> _The problem_
Return the lines beginning at the one that contains "Put a dot on the ceiling" and continuing to the end of the entries, including both ends, exactly as written and nothing else.

> _Records for this task_
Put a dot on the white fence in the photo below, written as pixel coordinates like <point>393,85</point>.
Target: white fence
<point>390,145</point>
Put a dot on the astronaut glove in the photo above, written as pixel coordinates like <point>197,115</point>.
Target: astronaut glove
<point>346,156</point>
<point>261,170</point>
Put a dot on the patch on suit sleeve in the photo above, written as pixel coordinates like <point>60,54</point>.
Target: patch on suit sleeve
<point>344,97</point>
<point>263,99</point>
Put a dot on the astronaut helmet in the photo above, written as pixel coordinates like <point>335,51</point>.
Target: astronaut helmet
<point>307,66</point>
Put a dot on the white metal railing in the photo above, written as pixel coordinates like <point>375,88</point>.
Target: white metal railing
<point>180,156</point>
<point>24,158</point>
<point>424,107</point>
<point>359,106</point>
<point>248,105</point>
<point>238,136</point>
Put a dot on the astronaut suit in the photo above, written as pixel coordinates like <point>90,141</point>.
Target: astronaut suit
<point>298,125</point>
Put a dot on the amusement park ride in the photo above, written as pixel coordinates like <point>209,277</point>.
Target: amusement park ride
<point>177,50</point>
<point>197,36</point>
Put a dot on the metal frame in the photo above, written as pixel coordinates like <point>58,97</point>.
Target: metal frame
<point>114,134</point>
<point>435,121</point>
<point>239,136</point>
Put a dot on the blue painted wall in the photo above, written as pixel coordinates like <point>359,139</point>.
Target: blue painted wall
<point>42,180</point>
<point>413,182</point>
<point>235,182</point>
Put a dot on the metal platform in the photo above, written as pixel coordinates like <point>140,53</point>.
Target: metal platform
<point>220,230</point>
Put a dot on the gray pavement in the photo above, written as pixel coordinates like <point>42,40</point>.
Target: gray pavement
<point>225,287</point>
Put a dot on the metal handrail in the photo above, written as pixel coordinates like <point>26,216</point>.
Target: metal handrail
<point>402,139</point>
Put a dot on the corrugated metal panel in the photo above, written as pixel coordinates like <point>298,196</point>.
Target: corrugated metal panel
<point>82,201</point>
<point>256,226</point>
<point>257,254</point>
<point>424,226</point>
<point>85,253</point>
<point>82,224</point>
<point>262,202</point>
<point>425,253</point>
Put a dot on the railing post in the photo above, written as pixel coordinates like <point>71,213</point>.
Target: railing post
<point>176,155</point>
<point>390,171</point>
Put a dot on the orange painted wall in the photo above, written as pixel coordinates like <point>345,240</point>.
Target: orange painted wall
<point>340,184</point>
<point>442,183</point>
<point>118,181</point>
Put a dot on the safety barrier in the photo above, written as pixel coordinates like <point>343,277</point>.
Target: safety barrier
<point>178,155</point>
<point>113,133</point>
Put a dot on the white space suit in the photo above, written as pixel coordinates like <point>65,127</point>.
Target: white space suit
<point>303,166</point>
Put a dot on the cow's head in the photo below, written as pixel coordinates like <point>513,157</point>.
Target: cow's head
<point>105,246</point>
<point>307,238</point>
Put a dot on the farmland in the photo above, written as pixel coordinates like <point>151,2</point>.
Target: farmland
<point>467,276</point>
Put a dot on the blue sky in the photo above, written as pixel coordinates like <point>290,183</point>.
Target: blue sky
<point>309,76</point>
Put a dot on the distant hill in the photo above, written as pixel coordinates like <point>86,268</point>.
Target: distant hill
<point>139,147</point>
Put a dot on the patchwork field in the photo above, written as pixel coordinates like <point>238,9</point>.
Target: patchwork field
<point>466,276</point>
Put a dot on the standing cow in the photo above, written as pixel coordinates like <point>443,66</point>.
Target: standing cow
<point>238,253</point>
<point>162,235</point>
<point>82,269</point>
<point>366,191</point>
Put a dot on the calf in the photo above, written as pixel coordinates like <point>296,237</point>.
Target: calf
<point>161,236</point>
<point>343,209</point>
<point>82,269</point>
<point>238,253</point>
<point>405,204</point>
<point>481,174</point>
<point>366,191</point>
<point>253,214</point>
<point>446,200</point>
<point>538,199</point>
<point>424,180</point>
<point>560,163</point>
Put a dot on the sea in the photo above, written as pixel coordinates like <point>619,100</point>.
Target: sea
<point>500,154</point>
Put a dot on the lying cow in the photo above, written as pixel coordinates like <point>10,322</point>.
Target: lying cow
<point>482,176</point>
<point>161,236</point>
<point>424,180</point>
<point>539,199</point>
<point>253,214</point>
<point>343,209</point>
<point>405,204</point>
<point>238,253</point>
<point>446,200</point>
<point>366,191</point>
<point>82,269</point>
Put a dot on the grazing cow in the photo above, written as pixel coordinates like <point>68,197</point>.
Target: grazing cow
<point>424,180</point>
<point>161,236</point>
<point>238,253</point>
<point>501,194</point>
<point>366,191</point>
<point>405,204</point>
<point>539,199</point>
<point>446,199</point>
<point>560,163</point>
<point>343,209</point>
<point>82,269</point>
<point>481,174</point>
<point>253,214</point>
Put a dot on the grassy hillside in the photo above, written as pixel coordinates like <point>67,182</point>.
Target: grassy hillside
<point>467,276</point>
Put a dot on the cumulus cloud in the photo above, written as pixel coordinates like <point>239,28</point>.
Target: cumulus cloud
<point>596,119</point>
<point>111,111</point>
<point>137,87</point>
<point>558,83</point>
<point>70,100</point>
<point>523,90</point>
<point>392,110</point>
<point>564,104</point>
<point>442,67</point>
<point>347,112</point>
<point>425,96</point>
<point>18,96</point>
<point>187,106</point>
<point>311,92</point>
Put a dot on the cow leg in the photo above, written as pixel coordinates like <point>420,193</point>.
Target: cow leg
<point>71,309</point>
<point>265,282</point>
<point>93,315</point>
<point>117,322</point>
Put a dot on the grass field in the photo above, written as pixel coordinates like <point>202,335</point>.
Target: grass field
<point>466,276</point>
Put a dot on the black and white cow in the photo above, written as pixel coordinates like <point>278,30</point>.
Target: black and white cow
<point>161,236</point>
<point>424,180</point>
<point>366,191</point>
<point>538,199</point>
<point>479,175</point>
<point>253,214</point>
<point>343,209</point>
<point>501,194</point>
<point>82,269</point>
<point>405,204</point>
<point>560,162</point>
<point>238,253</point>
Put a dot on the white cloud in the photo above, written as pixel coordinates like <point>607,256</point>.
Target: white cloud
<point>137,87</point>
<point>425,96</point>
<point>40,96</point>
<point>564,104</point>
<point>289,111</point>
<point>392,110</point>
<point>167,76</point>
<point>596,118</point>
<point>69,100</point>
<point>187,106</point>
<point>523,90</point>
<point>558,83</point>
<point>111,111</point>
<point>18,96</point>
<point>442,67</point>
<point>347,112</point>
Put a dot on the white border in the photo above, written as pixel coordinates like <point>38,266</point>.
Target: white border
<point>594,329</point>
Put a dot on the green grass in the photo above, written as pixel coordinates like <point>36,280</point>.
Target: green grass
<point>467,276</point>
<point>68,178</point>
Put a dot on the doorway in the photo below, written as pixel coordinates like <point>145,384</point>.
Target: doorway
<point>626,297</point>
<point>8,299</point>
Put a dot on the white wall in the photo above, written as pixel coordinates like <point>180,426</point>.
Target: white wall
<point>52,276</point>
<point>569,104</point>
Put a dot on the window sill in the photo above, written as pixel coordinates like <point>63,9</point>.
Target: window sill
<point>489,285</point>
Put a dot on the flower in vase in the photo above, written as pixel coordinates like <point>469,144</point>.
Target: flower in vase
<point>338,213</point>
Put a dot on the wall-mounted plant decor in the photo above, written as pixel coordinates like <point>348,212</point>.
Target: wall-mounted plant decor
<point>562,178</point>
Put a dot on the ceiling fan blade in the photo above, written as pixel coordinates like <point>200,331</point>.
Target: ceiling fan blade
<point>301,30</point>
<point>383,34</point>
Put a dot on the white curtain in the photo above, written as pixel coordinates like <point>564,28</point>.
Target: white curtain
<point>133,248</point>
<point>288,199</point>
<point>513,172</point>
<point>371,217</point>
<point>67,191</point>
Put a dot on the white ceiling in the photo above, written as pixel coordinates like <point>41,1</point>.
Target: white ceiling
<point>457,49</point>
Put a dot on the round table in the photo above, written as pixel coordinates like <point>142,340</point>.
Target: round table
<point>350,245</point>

> _Exercise response_
Put a dot on the ceiling fan blade in the photo above, written as pixel coordinates like <point>200,331</point>.
Target: ceiling fan blade
<point>301,30</point>
<point>383,34</point>
Put a dot on the white curtain in the photo above, written as pixel coordinates like <point>564,28</point>.
Target: white curtain
<point>133,248</point>
<point>288,199</point>
<point>513,172</point>
<point>371,217</point>
<point>67,191</point>
Put a dot on the white ceiling in the photo above, written as pixel coordinates like <point>41,1</point>.
Target: white ceiling
<point>457,49</point>
Put a dot on the round table in the photo above, written as pixel coordinates like <point>142,340</point>.
Target: round table
<point>350,245</point>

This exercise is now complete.